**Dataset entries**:
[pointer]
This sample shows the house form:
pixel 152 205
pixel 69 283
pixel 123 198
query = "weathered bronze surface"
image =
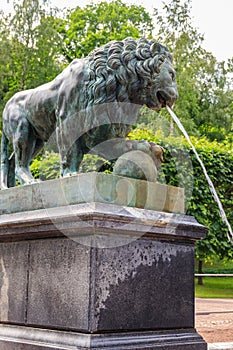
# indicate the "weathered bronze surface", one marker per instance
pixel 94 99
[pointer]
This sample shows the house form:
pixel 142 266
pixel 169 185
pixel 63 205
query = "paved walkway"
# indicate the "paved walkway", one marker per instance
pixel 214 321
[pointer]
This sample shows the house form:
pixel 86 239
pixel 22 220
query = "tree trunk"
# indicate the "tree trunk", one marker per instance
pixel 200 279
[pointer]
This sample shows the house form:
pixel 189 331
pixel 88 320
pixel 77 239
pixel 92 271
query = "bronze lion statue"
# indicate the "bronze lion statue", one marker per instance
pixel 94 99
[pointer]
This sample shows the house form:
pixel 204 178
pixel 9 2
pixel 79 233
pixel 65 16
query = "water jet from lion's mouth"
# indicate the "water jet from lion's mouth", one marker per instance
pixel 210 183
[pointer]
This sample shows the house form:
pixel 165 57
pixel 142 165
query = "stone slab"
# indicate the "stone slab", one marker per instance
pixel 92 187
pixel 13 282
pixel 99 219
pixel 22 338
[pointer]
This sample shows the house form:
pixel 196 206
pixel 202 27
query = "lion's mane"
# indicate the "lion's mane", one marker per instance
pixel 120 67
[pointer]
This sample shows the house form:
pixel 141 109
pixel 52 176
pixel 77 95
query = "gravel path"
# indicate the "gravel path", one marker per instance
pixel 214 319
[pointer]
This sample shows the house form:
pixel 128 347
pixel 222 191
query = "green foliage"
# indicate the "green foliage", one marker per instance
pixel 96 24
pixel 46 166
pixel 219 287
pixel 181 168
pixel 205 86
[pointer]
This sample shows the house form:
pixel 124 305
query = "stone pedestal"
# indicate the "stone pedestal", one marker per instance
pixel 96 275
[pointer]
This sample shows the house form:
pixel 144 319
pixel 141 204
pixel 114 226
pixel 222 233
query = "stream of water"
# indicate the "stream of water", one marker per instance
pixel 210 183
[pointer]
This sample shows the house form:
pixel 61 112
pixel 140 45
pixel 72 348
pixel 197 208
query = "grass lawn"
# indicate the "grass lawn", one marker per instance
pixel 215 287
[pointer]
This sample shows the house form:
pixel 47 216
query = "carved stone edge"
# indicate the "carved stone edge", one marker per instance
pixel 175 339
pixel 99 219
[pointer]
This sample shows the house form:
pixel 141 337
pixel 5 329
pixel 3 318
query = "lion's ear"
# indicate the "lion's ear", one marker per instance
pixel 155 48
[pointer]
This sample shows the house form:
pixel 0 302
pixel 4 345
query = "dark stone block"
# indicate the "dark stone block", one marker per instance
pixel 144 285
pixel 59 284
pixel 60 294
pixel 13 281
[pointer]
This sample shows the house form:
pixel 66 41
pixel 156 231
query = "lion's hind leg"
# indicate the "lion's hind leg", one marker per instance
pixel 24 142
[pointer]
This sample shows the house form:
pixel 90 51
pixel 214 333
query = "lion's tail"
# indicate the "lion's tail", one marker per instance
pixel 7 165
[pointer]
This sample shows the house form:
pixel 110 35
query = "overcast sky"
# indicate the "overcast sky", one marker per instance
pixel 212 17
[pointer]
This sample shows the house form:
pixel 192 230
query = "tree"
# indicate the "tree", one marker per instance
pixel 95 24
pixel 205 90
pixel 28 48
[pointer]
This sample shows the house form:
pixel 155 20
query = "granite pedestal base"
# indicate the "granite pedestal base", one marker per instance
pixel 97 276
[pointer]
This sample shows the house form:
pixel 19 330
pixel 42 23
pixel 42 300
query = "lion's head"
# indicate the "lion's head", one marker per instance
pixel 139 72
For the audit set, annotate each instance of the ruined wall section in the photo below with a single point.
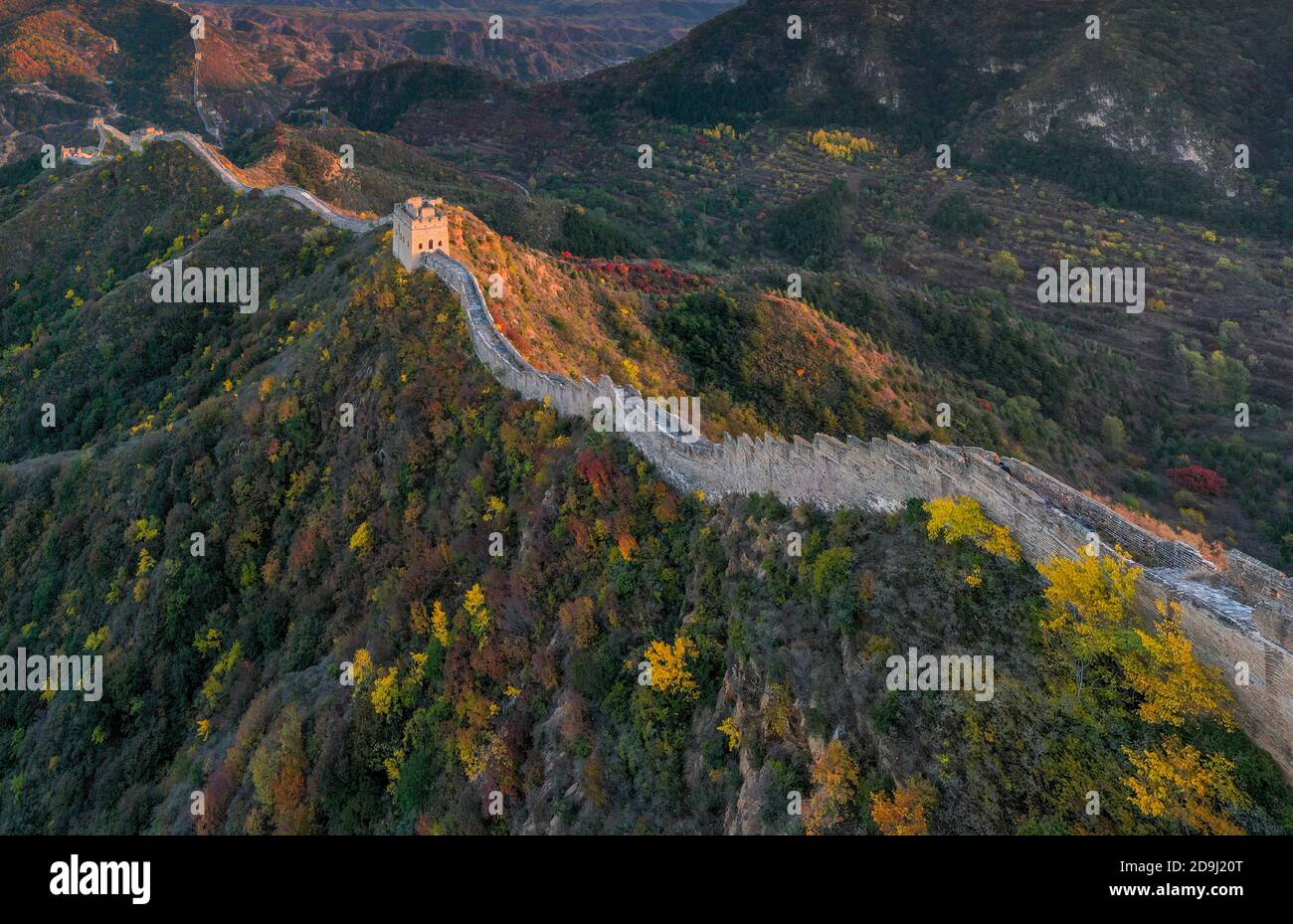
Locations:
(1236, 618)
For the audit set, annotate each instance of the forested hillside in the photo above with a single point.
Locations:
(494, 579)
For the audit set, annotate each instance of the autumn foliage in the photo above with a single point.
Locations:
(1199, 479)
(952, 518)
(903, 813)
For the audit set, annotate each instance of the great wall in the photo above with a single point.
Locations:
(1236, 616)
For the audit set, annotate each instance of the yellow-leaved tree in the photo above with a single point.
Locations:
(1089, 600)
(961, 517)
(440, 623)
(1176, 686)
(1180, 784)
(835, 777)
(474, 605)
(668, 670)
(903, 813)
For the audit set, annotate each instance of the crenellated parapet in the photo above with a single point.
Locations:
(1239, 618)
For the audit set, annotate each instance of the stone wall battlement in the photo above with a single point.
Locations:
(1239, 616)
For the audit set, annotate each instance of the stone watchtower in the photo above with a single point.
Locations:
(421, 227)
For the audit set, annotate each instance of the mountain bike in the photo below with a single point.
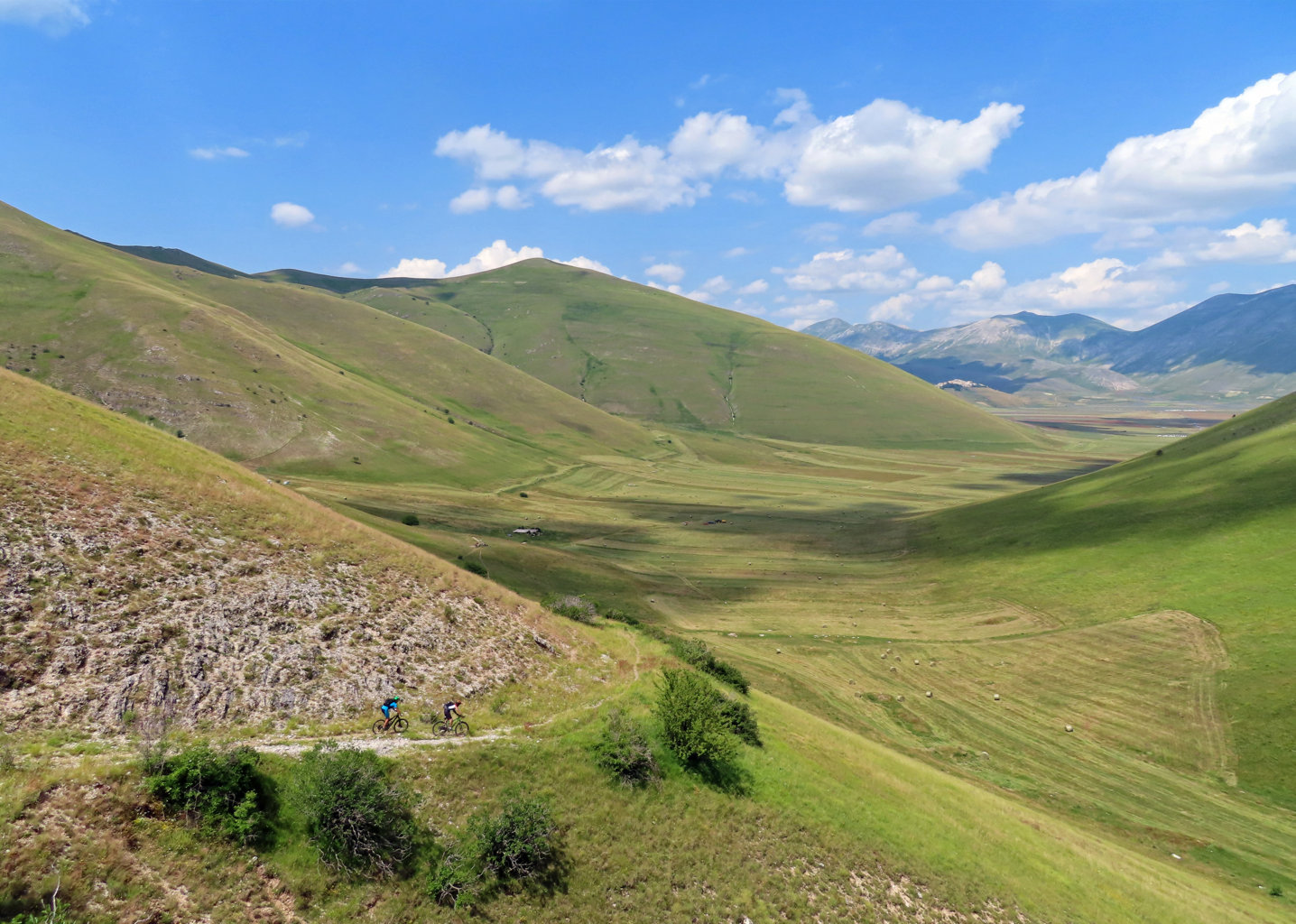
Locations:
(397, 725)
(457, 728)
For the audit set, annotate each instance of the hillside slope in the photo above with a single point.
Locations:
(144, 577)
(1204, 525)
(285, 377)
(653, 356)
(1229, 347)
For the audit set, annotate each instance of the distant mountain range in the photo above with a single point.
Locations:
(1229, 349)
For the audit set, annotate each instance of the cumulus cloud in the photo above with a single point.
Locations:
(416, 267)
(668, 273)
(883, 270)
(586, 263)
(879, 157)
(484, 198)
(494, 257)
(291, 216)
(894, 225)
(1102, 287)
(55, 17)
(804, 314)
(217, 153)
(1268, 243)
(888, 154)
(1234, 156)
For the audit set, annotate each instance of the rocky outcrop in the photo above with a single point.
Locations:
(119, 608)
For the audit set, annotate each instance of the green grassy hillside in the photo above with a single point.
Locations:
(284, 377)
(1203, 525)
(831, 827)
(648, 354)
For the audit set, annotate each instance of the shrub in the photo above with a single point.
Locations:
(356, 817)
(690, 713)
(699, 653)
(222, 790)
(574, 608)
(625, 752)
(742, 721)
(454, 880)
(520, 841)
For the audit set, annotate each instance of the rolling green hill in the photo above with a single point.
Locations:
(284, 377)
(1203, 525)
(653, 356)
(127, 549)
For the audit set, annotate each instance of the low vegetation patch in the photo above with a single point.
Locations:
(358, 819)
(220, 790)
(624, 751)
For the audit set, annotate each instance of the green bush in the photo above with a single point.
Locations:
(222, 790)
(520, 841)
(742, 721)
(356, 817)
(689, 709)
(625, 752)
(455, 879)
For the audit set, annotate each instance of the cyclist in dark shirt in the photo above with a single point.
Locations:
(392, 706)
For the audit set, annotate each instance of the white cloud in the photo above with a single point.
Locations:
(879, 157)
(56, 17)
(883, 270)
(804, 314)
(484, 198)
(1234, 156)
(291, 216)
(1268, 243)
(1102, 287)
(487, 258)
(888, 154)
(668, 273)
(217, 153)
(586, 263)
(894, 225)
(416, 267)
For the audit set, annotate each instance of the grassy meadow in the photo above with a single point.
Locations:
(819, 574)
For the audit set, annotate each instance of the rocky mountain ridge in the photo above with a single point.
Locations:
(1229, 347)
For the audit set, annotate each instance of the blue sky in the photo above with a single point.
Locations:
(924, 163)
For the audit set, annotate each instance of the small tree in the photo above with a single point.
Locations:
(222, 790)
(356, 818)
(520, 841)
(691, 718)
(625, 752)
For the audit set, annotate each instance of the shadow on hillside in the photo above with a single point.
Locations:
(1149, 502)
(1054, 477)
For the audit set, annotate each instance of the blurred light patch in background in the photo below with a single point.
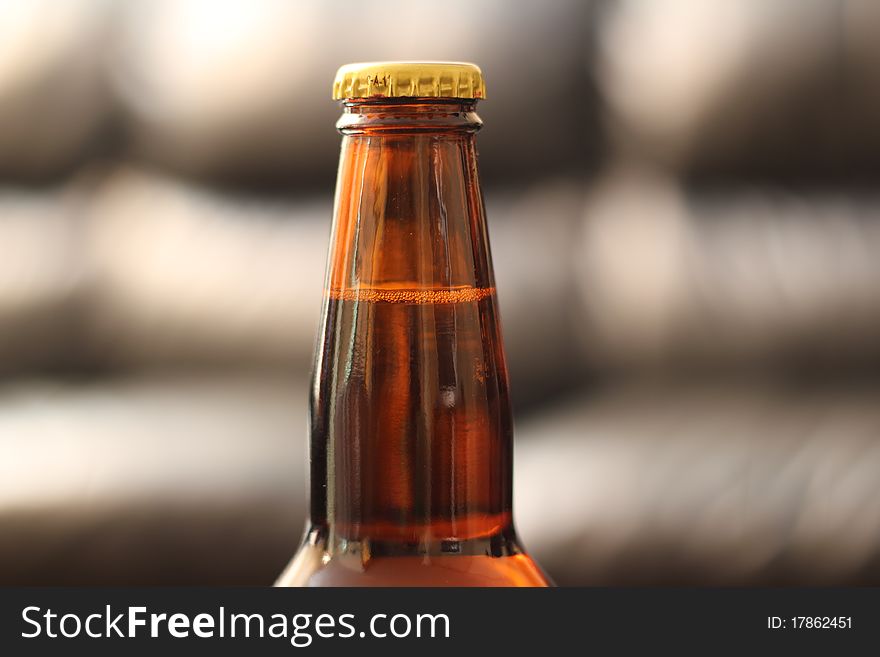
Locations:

**Your task**: Reproduce the stretch from the start of the rows through the line containing "pixel 200 279", changing "sample" to "specimen" and keeping everything else identical. Leave the pictures out.

**Exercise solution**:
[pointer]
This specimen shows the house form:
pixel 152 205
pixel 69 283
pixel 123 198
query = "weathered bronze surface"
image =
# indicate the "weathered bronze surface", one marker per instance
pixel 94 99
[pointer]
This specimen shows the house form:
pixel 142 266
pixel 169 185
pixel 63 205
query = "paved walkway"
# indicate the "paved walkway", one marker per instance
pixel 214 321
[pointer]
This specimen shows the house form:
pixel 86 239
pixel 22 220
query = "tree trunk"
# indicate the "tree trunk", one marker per instance
pixel 200 279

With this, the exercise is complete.